● EXCERPTED PASSAGE
########
Room: Salon F   9:30 am–11:00 am

Moderator(s): C. A. Hipsley, E. Sherratt, & H. C. Maddin
FOS1-1  9:30 am  Introduction to the Symposium. Maddin HC*, Carleton University   hillary.maddin@carleton.ca


FOS1-2  9:45 am  The influence of fossoriality on cranial architecture in caecilian amphibians (Gymnophiona). Brenning M.*, Carleton University; Kleinteich T., Kiel University; Wake M., University of California Berkeley; Maddin H., Carleton University   matthew.brenning@carleton.ca
Abstract: Fossoriality, wherein the head is employed as the primary locomotor organ (i.e., head-first burrowing), has evolved multiple times independently within Tetrapoda. Among these, caecilians have been shown to exert some of the greatest forces against the substrate during burrowing, and this has been attributed to their unique mode of hydrostatic locomotion. In order to gain a clearer understanding of the features associated with their forceful mode of fossoriality, the skulls of caecilians were examined from both morphological and mechanical perspectives. Examination of cranial architecture reveals elements of the dermal skull form extensive lap joints with adjacent elements in the anteroposterior direction, whereas overlap between elements in the mediolateral direction is minimal or absent. Dense networks of collagen fibres span the joint surfaces. In addition, nostrils are rimmed with cartilage throughout life, and joints between certain elements (e. g., maxillopalatine and braincase) are filled with cartilaginous plugs, also predominantly oriented in the anteroposterior direction. Results of finite element analysis support the hypothesis that cranial joints together with strategically placed cartilages form a complex dampening system, capable of reducing the transmission of compressive forces to the braincase and throughout the dermal skull produced during head-first burrowing. These features contrast somewhat with those known for other fossorial tetrapods, and may thus represent important adaptations associated with the style of burrowing observed within the caecilian lineage.

FOS1-3  10:00 am  Eyes underground: The degradation of vision genes in subterranean environments. Emerling CA*, University of California Berkeley; Springer MS, University of California Riverside   caemerling@berkeley.edu
Abstract: Vertebrates that have adapted to a subterranean niche experience various extreme conditions, which include a drastic reduction in light exposure. Evolutionary theory predicts that commitment to life underground for millions of years should relax selection on, or select against, traits involved in detecting light, resulting in the degradation of photosensory systems and their underlying genes. Here we test this hypothesis by examining the functionality of 65 vision genes in three fossorial mammals with varying commitments to underground life: the star-nosed mole (Condylura cristata), naked mole-rat (Heterocephalus glaber), and Cape golden mole (Chrysochloris asiatica). We show that the highly subterranean naked mole-rat and golden mole have a greater abundance of visual pseudogenes than the facultatively subaerial star nosed-mole, and the loss of genes is mostly restricted to those that function in bright-light. We provide evidence of complete loss of cone photoreceptors in the golden mole, the first genomic confirmation of pure-rod retinas in a terrestrial vertebrate. We then estimated the timing of vision gene loss and found that it largely postdates inferred adaptations for fossoriality. This suggests that vision pseudogenes can be used to estimate the minimum age of adaptation to a subterranean environment in vertebrates with a limited or absent fossil record. We then show that the loss of bright-light visual genes also occurred early in the history of xenarthrans (sloths, armadillos, anteaters) potentially suggesting an early subterranean bottleneck in this clade. We further demonstrate that genes related to melatonin production and reception also have degraded in xenarthrans, providing further support for this hypothesis.
########
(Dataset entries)
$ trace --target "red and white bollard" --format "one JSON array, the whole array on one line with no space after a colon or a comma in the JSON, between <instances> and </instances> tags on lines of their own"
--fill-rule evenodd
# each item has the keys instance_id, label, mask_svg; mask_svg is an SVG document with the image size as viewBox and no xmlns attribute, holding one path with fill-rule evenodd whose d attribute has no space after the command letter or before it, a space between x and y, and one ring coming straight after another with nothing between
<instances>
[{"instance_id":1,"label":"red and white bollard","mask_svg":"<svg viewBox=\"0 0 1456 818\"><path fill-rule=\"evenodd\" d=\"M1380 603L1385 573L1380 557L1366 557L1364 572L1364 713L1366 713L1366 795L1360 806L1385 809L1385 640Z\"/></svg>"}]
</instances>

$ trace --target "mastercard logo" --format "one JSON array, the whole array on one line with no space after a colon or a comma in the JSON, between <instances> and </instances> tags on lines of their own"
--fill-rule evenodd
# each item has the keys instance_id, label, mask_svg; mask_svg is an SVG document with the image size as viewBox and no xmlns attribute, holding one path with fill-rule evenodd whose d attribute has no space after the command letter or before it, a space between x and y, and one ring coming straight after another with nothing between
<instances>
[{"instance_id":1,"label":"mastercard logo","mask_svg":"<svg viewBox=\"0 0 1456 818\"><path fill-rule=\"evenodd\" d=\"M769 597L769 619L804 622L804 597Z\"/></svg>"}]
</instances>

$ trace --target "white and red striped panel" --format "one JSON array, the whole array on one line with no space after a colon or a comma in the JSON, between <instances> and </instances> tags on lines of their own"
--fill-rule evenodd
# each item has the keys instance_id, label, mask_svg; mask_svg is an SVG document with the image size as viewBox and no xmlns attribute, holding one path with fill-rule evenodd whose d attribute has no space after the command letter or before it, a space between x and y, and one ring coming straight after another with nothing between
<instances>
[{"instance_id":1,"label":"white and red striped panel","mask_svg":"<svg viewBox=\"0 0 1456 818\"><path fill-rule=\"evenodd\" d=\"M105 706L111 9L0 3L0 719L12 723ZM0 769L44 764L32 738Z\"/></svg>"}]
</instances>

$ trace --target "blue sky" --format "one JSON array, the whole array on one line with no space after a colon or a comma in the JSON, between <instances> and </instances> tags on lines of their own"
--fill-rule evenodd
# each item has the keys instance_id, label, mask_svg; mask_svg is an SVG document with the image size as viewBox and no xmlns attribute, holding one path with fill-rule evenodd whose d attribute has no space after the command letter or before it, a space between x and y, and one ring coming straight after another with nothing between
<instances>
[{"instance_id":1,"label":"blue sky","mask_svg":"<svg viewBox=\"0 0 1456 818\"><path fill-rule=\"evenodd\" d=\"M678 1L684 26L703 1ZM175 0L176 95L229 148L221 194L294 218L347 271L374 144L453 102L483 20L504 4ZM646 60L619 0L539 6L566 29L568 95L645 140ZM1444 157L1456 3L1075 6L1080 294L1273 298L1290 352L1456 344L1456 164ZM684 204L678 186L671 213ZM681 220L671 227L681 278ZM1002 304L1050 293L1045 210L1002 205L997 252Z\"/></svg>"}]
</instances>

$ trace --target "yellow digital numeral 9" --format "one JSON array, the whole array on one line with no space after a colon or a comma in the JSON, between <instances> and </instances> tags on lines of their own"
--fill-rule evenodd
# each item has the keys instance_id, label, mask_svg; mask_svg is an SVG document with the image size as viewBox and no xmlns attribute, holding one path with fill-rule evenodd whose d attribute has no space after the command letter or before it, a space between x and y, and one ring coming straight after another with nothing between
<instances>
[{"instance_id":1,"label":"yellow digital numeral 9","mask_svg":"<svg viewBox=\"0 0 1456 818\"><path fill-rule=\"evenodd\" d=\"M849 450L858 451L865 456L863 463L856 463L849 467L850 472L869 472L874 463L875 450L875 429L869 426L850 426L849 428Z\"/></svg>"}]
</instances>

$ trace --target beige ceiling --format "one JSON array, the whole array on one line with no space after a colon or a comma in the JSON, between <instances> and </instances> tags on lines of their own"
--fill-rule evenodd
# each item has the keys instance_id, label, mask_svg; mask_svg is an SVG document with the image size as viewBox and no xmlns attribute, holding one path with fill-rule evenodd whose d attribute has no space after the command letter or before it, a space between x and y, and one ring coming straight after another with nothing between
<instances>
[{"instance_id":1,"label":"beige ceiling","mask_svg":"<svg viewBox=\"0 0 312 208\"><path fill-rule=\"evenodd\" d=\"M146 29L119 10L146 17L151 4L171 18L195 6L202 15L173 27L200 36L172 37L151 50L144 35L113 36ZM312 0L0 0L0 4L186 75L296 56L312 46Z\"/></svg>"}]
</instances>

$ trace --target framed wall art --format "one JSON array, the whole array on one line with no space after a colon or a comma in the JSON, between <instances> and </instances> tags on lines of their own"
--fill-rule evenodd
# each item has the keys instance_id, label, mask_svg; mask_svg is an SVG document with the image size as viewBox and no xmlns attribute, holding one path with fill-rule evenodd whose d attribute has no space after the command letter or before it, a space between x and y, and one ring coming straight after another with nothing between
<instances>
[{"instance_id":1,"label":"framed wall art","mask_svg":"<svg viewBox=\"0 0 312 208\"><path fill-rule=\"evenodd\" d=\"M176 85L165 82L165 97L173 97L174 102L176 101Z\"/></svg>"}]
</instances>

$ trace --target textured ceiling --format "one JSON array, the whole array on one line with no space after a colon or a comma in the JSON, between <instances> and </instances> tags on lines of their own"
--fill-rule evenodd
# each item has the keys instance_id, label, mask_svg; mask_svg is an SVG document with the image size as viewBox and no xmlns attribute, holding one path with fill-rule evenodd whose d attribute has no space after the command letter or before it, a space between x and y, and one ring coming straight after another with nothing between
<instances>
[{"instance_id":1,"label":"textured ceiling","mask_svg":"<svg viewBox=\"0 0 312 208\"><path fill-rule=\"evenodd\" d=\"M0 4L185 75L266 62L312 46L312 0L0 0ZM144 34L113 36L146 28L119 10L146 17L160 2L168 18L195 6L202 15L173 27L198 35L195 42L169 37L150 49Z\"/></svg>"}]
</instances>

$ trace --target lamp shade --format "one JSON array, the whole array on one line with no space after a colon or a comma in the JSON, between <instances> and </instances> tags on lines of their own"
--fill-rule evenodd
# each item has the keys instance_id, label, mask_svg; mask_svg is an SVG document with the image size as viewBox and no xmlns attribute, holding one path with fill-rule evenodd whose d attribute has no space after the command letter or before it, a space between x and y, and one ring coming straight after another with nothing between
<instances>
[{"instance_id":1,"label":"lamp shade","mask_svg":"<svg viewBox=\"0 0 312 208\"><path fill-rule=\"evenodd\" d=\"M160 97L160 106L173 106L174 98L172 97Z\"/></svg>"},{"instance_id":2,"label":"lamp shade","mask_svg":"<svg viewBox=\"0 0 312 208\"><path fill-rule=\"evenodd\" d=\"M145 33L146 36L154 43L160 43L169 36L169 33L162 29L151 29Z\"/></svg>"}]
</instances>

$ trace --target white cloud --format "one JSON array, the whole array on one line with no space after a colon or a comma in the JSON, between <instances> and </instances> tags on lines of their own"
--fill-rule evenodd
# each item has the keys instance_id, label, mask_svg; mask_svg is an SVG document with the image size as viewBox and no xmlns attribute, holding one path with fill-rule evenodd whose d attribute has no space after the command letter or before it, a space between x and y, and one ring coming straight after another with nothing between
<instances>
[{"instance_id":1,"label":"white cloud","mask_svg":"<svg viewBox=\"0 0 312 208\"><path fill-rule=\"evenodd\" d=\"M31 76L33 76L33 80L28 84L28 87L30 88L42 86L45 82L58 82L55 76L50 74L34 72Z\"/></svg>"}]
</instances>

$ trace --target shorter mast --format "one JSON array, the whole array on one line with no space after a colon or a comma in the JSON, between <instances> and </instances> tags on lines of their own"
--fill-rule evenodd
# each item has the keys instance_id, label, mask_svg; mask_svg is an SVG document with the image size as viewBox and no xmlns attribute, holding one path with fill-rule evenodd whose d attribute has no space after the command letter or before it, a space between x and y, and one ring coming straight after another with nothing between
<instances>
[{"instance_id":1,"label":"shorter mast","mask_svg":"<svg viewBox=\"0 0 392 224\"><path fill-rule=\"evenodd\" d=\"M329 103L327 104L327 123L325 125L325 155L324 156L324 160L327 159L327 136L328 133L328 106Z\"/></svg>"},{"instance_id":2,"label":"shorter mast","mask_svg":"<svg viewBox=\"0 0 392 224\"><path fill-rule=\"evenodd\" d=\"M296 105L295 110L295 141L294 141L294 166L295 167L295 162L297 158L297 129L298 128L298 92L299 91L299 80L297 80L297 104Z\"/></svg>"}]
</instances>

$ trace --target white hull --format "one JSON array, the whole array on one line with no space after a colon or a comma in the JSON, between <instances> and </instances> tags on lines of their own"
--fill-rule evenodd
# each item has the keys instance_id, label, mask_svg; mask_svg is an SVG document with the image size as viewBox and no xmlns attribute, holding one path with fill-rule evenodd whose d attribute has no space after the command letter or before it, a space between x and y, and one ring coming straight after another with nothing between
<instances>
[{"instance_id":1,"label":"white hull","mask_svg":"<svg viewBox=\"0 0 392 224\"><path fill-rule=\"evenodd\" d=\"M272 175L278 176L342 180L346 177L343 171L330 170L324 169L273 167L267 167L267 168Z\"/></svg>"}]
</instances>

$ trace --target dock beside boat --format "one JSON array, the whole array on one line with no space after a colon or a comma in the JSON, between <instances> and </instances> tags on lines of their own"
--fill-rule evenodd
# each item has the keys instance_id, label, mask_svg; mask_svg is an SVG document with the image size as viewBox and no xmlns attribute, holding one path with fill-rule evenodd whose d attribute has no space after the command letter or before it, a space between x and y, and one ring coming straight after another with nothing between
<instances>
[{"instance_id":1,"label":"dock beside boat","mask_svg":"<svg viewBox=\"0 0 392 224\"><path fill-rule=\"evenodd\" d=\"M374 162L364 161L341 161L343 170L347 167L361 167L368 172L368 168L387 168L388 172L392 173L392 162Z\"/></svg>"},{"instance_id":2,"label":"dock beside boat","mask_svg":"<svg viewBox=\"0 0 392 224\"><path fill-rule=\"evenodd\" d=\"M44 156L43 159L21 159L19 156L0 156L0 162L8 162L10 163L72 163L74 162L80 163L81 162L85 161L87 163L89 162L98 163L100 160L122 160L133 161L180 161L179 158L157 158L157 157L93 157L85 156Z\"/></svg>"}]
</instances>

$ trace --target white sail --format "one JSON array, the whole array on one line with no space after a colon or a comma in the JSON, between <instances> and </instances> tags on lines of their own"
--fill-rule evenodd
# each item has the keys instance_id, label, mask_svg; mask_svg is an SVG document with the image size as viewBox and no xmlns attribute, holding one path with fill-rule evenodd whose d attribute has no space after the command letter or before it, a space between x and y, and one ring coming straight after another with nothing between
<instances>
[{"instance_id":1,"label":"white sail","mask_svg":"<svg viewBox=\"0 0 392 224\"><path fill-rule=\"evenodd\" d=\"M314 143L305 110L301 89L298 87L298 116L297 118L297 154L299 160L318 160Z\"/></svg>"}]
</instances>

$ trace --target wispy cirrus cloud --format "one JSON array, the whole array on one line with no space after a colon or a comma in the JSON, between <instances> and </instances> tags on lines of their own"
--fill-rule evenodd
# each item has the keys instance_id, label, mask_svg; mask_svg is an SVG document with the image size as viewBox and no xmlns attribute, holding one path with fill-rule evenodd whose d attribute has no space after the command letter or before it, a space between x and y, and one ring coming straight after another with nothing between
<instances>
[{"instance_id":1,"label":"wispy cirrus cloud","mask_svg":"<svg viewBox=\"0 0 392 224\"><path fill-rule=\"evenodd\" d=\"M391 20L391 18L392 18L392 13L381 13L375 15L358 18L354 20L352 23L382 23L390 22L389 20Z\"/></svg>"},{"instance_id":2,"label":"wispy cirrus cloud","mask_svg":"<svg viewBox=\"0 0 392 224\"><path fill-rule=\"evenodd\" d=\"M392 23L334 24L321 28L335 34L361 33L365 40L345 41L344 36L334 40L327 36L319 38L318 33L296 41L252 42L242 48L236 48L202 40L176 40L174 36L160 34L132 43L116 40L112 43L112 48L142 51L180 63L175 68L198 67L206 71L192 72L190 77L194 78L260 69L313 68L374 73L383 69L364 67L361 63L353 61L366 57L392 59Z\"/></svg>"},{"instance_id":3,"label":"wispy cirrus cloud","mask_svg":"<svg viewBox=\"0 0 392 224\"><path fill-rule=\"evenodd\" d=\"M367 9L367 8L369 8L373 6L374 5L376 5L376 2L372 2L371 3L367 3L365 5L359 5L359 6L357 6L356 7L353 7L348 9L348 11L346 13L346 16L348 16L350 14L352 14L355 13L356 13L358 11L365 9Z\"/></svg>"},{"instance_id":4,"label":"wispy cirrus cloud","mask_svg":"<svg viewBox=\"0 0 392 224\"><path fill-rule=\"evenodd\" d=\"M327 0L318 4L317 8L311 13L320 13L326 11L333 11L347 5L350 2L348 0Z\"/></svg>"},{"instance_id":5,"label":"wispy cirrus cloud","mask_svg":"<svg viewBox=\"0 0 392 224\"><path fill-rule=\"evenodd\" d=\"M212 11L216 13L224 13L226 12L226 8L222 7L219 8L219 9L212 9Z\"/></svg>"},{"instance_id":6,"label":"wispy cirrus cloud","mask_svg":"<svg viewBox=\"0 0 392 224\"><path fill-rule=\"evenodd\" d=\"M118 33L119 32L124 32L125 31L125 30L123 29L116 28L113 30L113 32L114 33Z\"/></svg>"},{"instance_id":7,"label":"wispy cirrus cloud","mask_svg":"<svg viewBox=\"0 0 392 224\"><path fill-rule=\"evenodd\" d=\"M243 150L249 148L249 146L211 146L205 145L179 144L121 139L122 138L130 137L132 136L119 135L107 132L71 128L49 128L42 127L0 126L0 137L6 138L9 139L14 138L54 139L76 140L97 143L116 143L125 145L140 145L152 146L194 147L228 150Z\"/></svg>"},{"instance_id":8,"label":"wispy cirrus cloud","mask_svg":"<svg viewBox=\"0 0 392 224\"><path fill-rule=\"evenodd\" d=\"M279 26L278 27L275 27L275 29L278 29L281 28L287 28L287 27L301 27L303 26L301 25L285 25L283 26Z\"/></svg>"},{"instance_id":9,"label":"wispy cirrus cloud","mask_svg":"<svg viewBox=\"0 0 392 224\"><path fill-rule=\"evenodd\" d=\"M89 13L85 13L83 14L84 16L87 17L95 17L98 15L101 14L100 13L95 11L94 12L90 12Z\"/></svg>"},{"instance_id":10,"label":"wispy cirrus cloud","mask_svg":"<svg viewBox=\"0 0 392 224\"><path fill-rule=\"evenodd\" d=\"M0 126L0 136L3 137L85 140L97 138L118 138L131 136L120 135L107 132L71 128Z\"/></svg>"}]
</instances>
########
● TASK TO COMPLETE
According to the symposium program, how many vision genes were examined in the three fossorial mammals? These entries have no connection to the symposium program.

● RESPONSE TO THE EXERCISE
65 vision genes.